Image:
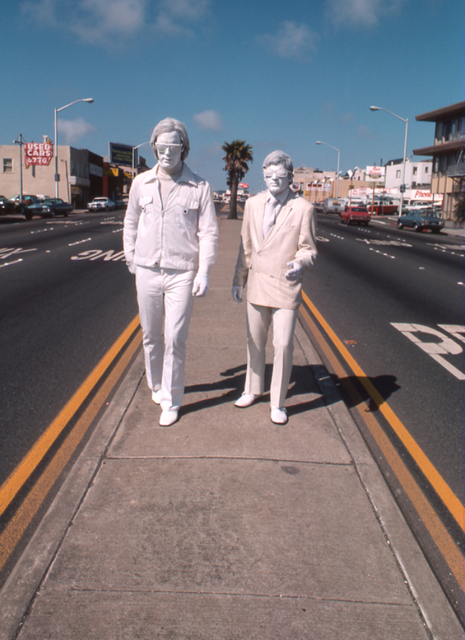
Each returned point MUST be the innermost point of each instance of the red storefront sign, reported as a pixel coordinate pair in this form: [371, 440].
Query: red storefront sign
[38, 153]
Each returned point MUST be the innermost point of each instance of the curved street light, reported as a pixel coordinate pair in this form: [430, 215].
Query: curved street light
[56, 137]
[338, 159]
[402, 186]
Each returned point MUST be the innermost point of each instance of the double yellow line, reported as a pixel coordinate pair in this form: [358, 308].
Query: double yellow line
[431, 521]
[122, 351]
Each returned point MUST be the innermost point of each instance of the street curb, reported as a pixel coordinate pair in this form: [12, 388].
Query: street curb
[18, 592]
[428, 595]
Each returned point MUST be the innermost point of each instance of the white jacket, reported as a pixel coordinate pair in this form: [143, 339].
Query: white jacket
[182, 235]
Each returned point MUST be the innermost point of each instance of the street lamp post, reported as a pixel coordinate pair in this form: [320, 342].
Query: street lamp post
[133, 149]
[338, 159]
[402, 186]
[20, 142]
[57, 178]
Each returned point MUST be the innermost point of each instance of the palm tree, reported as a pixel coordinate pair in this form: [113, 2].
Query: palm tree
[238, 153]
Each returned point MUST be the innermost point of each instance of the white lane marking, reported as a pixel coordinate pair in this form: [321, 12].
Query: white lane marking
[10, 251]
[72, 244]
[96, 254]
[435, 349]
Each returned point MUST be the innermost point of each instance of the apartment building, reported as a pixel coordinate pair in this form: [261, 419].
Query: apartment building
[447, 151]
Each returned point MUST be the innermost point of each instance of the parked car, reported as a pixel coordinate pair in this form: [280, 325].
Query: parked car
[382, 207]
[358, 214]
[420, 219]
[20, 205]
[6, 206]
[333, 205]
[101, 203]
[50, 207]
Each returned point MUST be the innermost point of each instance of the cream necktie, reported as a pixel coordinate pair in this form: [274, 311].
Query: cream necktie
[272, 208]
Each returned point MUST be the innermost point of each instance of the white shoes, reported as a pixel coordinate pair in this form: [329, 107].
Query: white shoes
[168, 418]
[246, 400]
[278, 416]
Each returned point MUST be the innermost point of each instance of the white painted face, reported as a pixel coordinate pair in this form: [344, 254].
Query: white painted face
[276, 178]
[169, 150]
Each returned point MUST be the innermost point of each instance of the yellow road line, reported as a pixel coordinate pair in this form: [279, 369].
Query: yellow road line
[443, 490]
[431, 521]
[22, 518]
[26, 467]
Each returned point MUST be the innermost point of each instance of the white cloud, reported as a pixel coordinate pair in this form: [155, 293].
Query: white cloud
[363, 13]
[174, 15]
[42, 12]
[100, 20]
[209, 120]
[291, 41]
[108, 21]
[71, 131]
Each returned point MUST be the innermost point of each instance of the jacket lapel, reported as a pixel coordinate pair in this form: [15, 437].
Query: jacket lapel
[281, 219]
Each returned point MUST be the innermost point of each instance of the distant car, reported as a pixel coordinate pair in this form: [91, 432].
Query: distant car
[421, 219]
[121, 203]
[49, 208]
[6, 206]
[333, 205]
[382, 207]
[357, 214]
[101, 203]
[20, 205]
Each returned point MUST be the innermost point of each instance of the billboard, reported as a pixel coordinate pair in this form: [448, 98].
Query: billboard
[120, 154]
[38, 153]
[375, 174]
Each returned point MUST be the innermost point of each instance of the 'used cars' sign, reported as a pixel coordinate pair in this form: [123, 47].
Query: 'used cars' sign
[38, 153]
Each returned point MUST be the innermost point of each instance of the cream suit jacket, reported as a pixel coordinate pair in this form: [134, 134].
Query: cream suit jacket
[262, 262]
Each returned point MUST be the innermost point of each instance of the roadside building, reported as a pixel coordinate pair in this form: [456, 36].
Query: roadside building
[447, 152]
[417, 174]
────────
Exercise:
Copy out every one of the rows above word for word, omitting the pictures.

The answer:
Image:
Each returned point MUST be the innermost point of each instance of the red storefront sign, reported as a pixel coordinate pair in this form: [371, 440].
Query: red storefront sign
[38, 153]
Each returned point MUST be the innermost point of each instance of the curved street light, reported as a pixel coordinate pair in this form: [430, 215].
Query: curved street light
[56, 137]
[338, 159]
[402, 186]
Each returned point MUST be the innermost point of each instance of the double yellow line, reported as a pixel coordinate pair in this form: [358, 308].
Query: double yellow line
[431, 521]
[122, 351]
Each returned point MUST be the innermost point of each instance of the street curb, reported as a pixel coordinate pair in this form: [12, 388].
Query: street curb
[18, 592]
[428, 595]
Each returned point MUST be the innermost point of each instance of the white jacket, reported as a pixel coordinate pair in this form: [143, 339].
Query: white jacket
[182, 235]
Each returned point MUST be the innermost point of each instance of the street lamp post, reported as a pixel coordinate pair in this form: [320, 342].
Query: street lamp post
[133, 149]
[338, 159]
[402, 186]
[20, 142]
[57, 178]
Each returned point MUST be the innermost point of each instance of the palm tree, reported as a pixel coordinate pair in this form: [113, 2].
Query: palm tree
[238, 153]
Each returned point MUST be the innermost point of each instance of the white lane marking, reported as a pixel coordinate pair in this form: [321, 12].
Query: white lane marking
[10, 251]
[72, 244]
[96, 254]
[435, 349]
Each returned point MUST be the innermost point of each instance of the apartment building, reported as a pixel coordinate pair in this form: [261, 419].
Query: apartment building
[447, 151]
Each returned point MUST be the innermost point of each instance of the parked car, reported as a pixel coordinate pair in this form: [280, 325].
Query: parked car
[382, 207]
[358, 214]
[420, 219]
[20, 205]
[6, 206]
[333, 205]
[101, 203]
[50, 207]
Each returned point MUST be the innermost point of each instance of the cream necktie, reported as a pixel coordinate pair in this form: [274, 311].
Query: cream necktie
[272, 208]
Each returned point MUST be the innermost point of each instance of the white shoes, reported as a pixel coordinate pair in this form: [329, 107].
Query: white shoes
[168, 418]
[246, 400]
[278, 416]
Each returned point MUST be the innermost point of each instance of the white painted face, reported as a pixel coordinate pair in this form: [344, 254].
Query: white painted face
[276, 178]
[169, 150]
Each returned point MUST be the innermost point of each instance of the yellow road line, reported as a pixel coordinate pair in this form: [279, 369].
Query: yellow road line
[443, 490]
[431, 521]
[22, 518]
[26, 467]
Each returned point MUST be the innermost point of each instance of the white cloud, reported as a pixel coordinate pair in this form: [155, 293].
Query: white cloud
[363, 13]
[174, 15]
[42, 12]
[100, 20]
[209, 120]
[291, 41]
[108, 21]
[71, 131]
Each returned point MUST be the innermost point of each instance of the jacket lapel, reported as a pixel coordinate pair in this form: [15, 437].
Query: jacket lapel
[281, 219]
Each returned point MUST be the innermost point of each instance of the distant car, reported as a pixel coordinate pair in this form: [91, 432].
Query: distant car
[421, 219]
[121, 203]
[49, 208]
[6, 206]
[333, 205]
[382, 207]
[357, 214]
[101, 203]
[20, 205]
Each returned point MUST be the innermost point of each instance of the billboard, reported as a pixel coordinate pair in this form: [448, 98].
Query: billboard
[120, 154]
[38, 153]
[375, 174]
Each returned point MUST be the innermost point of each instance of the 'used cars' sign, reported as a pixel coordinate pair in this form: [123, 47].
Query: 'used cars' sign
[38, 153]
Each returned point MUST be the innermost point of each instance of the cream suit jacket, reported as a pixel coordinate pair in this form: [134, 134].
Query: cream suit jacket
[262, 262]
Each returned point MUST be the innermost point of each instance of the roadside building, reported as a pixel coordinate pair in this form: [456, 36].
Query: roadside building
[447, 152]
[417, 174]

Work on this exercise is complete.